-------- Task material
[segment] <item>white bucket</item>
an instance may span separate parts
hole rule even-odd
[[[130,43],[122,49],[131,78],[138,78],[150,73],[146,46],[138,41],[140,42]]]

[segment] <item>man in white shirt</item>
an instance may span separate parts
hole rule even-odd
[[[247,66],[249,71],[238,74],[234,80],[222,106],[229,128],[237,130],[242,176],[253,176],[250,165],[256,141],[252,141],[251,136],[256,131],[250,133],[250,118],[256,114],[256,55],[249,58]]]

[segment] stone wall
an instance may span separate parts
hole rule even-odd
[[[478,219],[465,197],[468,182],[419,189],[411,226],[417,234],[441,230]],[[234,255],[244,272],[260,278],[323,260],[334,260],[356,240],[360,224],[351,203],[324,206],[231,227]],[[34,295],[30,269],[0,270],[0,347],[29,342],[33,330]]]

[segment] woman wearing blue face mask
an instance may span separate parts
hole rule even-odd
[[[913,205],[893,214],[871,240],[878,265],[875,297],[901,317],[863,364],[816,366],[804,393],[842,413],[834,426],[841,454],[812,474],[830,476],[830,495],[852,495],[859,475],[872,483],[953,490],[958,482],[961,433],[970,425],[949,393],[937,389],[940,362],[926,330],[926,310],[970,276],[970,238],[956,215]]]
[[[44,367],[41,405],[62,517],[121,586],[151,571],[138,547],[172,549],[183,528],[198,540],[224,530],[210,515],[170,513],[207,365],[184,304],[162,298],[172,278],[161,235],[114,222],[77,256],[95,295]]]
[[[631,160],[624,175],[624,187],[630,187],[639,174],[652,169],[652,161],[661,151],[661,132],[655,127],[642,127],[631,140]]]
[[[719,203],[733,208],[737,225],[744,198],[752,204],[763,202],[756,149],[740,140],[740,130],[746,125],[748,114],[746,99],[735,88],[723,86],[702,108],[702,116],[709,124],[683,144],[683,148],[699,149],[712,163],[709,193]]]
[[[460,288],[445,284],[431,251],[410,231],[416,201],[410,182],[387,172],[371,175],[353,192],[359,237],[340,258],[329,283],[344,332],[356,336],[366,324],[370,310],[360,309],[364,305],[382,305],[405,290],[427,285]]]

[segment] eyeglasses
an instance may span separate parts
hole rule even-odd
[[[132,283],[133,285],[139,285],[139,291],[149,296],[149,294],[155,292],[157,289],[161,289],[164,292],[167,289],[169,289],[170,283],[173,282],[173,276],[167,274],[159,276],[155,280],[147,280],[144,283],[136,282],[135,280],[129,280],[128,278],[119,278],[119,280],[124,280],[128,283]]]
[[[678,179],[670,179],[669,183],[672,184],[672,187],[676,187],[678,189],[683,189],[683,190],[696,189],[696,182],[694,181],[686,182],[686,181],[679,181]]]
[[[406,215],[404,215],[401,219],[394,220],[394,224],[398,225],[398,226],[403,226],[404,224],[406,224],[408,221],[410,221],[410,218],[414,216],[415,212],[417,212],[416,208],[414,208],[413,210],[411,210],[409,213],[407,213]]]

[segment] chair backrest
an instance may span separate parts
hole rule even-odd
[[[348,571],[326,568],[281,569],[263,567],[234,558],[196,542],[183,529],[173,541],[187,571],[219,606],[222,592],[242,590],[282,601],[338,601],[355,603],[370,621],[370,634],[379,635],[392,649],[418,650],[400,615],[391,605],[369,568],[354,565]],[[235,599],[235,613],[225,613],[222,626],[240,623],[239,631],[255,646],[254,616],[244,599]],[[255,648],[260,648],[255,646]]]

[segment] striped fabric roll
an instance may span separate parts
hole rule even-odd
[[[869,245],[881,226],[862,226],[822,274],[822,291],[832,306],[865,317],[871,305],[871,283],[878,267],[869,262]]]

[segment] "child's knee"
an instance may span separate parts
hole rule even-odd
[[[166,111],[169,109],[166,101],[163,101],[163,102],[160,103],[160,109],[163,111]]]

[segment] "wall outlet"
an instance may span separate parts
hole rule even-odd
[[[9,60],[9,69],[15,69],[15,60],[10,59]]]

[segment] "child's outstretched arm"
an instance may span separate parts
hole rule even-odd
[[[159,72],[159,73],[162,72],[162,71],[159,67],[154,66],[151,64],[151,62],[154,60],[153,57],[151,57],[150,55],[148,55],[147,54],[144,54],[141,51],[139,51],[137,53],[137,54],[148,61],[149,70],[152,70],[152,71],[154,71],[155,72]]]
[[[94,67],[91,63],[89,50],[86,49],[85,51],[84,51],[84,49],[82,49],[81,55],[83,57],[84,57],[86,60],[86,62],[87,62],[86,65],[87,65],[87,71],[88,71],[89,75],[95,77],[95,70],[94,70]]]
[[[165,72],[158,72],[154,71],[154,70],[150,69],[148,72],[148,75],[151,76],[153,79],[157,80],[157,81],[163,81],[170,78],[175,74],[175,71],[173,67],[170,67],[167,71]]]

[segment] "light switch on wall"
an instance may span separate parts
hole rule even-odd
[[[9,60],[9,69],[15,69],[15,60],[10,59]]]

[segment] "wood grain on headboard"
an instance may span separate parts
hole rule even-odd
----------------
Stated problem » Write out the whole listing again, exactly as it stands.

Solution for this task »
[segment] <item>white bucket</item>
an instance may span separate parts
hole rule even-odd
[[[130,43],[122,49],[131,78],[138,78],[150,73],[146,46],[138,41],[140,42]]]

[segment] <item>man in white shirt</item>
an instance may span separate parts
hole rule even-odd
[[[247,66],[249,71],[238,74],[234,80],[222,106],[229,128],[237,130],[242,176],[253,176],[250,165],[256,141],[252,141],[251,136],[256,131],[250,133],[250,118],[256,114],[256,55],[249,58]]]

[segment] stone wall
an instance may span separate parts
hole rule even-odd
[[[478,219],[465,197],[468,182],[419,189],[411,226],[417,234],[441,230]],[[234,255],[244,272],[260,278],[323,260],[334,260],[356,240],[360,224],[351,203],[324,206],[231,227]],[[34,295],[30,269],[0,270],[0,347],[29,342],[33,330]]]

[segment] woman wearing blue face mask
an instance may span separate parts
hole rule even-odd
[[[913,205],[893,214],[871,240],[878,265],[875,297],[901,317],[863,364],[816,366],[804,393],[842,413],[834,426],[841,454],[812,474],[830,476],[830,495],[852,495],[859,475],[872,483],[953,490],[958,482],[961,433],[970,425],[949,393],[937,389],[940,362],[926,330],[926,310],[970,276],[970,238],[956,215]]]
[[[44,367],[41,405],[62,517],[121,586],[151,571],[138,547],[172,549],[183,528],[198,540],[224,530],[210,515],[170,513],[207,365],[184,304],[162,298],[172,278],[161,235],[114,222],[77,256],[95,295]]]
[[[631,160],[624,175],[624,187],[630,187],[639,174],[652,169],[652,161],[661,151],[661,132],[655,127],[642,127],[631,140]]]
[[[719,203],[733,208],[737,225],[744,198],[752,204],[763,202],[756,149],[740,140],[740,130],[746,125],[748,114],[746,99],[735,88],[723,86],[702,108],[702,116],[709,124],[683,144],[683,148],[699,149],[712,163],[709,193]]]
[[[460,288],[445,284],[431,251],[410,231],[416,201],[410,182],[387,172],[371,175],[353,192],[359,237],[340,258],[329,283],[344,332],[356,336],[366,324],[370,310],[360,309],[364,305],[382,305],[405,290],[427,285]]]

[segment] eyeglasses
an instance may span separate parts
hole rule even-odd
[[[132,283],[133,285],[139,285],[139,291],[149,296],[149,294],[155,292],[157,289],[161,289],[164,292],[167,289],[169,289],[170,283],[173,282],[173,276],[167,274],[159,276],[155,280],[147,280],[144,283],[136,282],[135,280],[129,280],[128,278],[119,278],[119,280],[124,280],[128,283]]]
[[[678,179],[670,179],[669,183],[672,184],[672,187],[676,187],[678,189],[683,189],[683,190],[696,189],[696,182],[694,181],[686,182],[686,181],[679,181]]]
[[[406,215],[404,215],[401,219],[394,220],[394,224],[398,225],[398,226],[403,226],[404,224],[406,224],[408,221],[410,221],[410,218],[414,216],[415,212],[417,212],[416,208],[414,208],[413,210],[411,210],[409,213],[407,213]]]

[segment] chair backrest
an instance may span separate parts
hole rule even-odd
[[[348,571],[326,568],[281,569],[263,567],[234,558],[196,542],[183,529],[173,541],[187,571],[219,606],[222,592],[242,590],[282,601],[338,601],[355,603],[370,621],[370,634],[379,635],[392,649],[418,650],[400,615],[391,605],[369,568],[354,565]],[[235,599],[235,613],[225,613],[222,626],[240,623],[239,631],[255,646],[254,616],[244,599]],[[255,648],[260,648],[255,646]]]

[segment] striped fabric roll
an instance may span separate parts
hole rule even-odd
[[[869,245],[881,226],[862,226],[822,274],[822,291],[832,306],[865,317],[871,305],[871,283],[878,267],[869,262]]]

[segment] "child's knee"
an instance may span separate parts
hole rule even-odd
[[[166,111],[169,109],[166,101],[163,101],[163,102],[160,103],[160,109],[163,111]]]

[segment] "wall outlet"
an instance may span separate parts
hole rule even-odd
[[[9,60],[9,69],[15,69],[15,60],[10,59]]]

[segment] "child's outstretched arm"
an instance may span separate parts
hole rule even-odd
[[[159,72],[159,73],[162,72],[162,71],[159,67],[154,66],[151,64],[151,62],[154,60],[153,57],[151,57],[150,55],[148,55],[147,54],[144,54],[141,51],[139,51],[137,53],[137,54],[148,61],[149,70],[152,70],[152,71],[154,71],[155,72]]]
[[[94,67],[91,63],[89,50],[86,49],[85,51],[84,51],[84,49],[82,49],[81,55],[83,57],[84,57],[86,60],[86,62],[87,62],[86,65],[87,65],[87,71],[88,71],[89,75],[95,77],[95,70],[94,70]]]
[[[165,72],[158,72],[154,71],[154,70],[150,69],[148,72],[148,75],[151,76],[153,79],[157,80],[157,81],[163,81],[170,78],[175,74],[175,71],[173,67],[170,67],[167,71]]]

[segment] "light switch on wall"
an instance may span separate parts
hole rule even-odd
[[[9,60],[9,69],[15,69],[15,60],[10,59]]]

[segment] "wood grain on headboard"
an instance may span separate parts
hole rule even-odd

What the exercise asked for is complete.